From the Daily Colonist of February 1, 1913

 

Contract Let for Steelwork
 
Shareholders of Victoria's New Theater Company Hold a Meeting and Advance Work in Building Construction.
 
Following the enthusiastic meeting of the shareholders in the Victoria Opera House Company Ltd. held on Wednesday in the Board of Trade rooms, the newly named Board of Directors of this company held a meeting yesterday in the offices of the Stewart Land Co., 101 Pemberton Block and by acclimation, re-elected Mr. Simon Leisor President of the Board, and Mr. D'O Roquefort secretary and treasurer.  On motion of Mr. F. B. Pemberton, both officers were thank most cordially for the splendid service they had given in the organization of the Company and in the initial work upon Victoria's new playhouse.
 
At the shareholders meeting on Wednesday the provisional board of directors were re-elected and Mr.A.E. Todd and Andrew Wright were added to the Board.  Among the original directors were Mr. Simon Leisor, Mr. J. B. H. Matson, Mr. Arthur Lineham, Mr. R.T.H. Elliott, Mr. F.B. Pemberton, Mr. D'O Rochfort and Mr. D.R. Kerr.  During the course of the meeting President Leisor addressed the shareholders at length upon the affairs of the Company and the progress of work upon the theater.  He set forth clearly the multitude of details with which the provisional directors had been compelled to deal and gave the shareholders for the first time an idea of the great amount of work involved in financing a modern playhouse.
 
Unanimously Thanked
 
A motion by Mr. Todd, seconded by Mr. Wright, that the provisional directors be thanked by the shareholders for their services to date was passed by unanimous vote.

• **EXERCISE TASKS**:
a – According to the newspaper article, where did the newly named Board of Directors hold its meeting yesterday?
b – Reproduce the passage of the newspaper article between "At the shareholders" and "a modern playhouse.", inclusive.
The lines after this are separate material and are not part of the newspaper article.

• **ENTRIES PROVIDED**:
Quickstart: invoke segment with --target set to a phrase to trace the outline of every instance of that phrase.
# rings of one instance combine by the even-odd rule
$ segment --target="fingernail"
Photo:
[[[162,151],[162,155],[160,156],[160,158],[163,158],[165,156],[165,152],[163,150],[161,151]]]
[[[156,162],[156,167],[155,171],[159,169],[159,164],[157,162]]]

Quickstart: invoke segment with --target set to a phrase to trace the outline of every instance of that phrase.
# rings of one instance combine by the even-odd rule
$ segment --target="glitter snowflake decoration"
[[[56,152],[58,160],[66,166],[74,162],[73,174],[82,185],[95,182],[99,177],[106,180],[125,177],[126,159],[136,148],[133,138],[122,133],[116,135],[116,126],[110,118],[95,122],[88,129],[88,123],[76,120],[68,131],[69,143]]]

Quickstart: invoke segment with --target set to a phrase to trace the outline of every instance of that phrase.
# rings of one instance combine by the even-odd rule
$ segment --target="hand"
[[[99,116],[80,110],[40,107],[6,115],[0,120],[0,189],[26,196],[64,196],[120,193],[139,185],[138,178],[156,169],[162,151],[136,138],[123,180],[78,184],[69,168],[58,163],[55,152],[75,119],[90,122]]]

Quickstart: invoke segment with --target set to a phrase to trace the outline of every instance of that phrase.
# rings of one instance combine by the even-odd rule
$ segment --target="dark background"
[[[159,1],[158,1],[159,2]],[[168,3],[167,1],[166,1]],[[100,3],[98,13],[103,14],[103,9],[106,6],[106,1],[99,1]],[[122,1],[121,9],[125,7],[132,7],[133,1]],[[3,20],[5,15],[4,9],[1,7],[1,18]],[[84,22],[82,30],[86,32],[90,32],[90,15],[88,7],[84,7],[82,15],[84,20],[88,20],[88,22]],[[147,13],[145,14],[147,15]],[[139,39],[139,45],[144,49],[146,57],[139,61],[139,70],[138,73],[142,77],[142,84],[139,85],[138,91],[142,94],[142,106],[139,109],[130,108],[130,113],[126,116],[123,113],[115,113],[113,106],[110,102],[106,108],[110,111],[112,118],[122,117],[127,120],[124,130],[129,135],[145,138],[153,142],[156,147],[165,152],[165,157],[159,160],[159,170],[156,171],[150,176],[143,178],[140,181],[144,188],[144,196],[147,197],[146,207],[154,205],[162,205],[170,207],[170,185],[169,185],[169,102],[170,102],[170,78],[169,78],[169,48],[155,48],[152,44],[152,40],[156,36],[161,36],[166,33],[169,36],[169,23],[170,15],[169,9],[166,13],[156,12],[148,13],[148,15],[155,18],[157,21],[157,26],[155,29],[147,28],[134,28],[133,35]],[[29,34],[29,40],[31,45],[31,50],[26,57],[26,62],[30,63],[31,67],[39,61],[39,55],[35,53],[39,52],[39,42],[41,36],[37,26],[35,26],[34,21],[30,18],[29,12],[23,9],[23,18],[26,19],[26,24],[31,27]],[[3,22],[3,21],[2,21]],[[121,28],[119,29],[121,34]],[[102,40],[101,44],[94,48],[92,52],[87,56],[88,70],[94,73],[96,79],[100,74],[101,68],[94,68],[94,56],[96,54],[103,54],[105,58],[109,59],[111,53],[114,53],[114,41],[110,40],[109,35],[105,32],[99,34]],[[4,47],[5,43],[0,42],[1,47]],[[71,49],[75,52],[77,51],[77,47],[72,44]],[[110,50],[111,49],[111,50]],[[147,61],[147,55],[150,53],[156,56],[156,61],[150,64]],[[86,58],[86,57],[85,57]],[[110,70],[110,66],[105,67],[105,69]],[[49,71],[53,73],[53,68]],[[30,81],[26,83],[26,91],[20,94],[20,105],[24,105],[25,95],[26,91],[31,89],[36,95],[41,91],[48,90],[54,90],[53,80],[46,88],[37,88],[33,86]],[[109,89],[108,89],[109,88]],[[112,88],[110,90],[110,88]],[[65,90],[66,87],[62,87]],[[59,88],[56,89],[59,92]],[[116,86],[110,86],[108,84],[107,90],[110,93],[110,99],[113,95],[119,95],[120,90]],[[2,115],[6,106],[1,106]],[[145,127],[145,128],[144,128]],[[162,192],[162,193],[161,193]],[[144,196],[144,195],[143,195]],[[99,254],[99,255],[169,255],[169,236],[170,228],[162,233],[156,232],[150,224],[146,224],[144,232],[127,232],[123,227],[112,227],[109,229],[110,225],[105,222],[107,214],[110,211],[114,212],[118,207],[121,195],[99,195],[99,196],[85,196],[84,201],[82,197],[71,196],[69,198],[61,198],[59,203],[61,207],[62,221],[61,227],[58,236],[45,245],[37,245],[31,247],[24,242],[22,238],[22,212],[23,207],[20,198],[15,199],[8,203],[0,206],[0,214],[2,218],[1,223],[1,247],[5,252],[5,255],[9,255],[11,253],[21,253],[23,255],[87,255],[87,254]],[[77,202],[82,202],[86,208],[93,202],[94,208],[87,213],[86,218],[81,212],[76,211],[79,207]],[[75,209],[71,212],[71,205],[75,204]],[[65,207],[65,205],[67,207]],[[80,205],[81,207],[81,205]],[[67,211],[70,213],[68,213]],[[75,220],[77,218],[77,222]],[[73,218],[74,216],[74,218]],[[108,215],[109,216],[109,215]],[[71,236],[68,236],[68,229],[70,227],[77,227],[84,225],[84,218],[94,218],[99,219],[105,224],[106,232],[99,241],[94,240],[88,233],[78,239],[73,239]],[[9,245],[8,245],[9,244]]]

• **ANSWERS FOR THIS EXERCISE**:
a – In the offices of the Stewart Land Co., 101 Pemberton Block.

b –
At the shareholders meeting on Wednesday the provisional board of directors were re-elected and Mr.A.E. Todd and Andrew Wright were added to the Board.  Among the original directors were Mr. Simon Leisor, Mr. J. B. H. Matson, Mr. Arthur Lineham, Mr. R.T.H. Elliott, Mr. F.B. Pemberton, Mr. D'O Rochfort and Mr. D.R. Kerr.  During the course of the meeting President Leisor addressed the shareholders at length upon the affairs of the Company and the progress of work upon the theater.  He set forth clearly the multitude of details with which the provisional directors had been compelled to deal and gave the shareholders for the first time an idea of the great amount of work involved in financing a modern playhouse.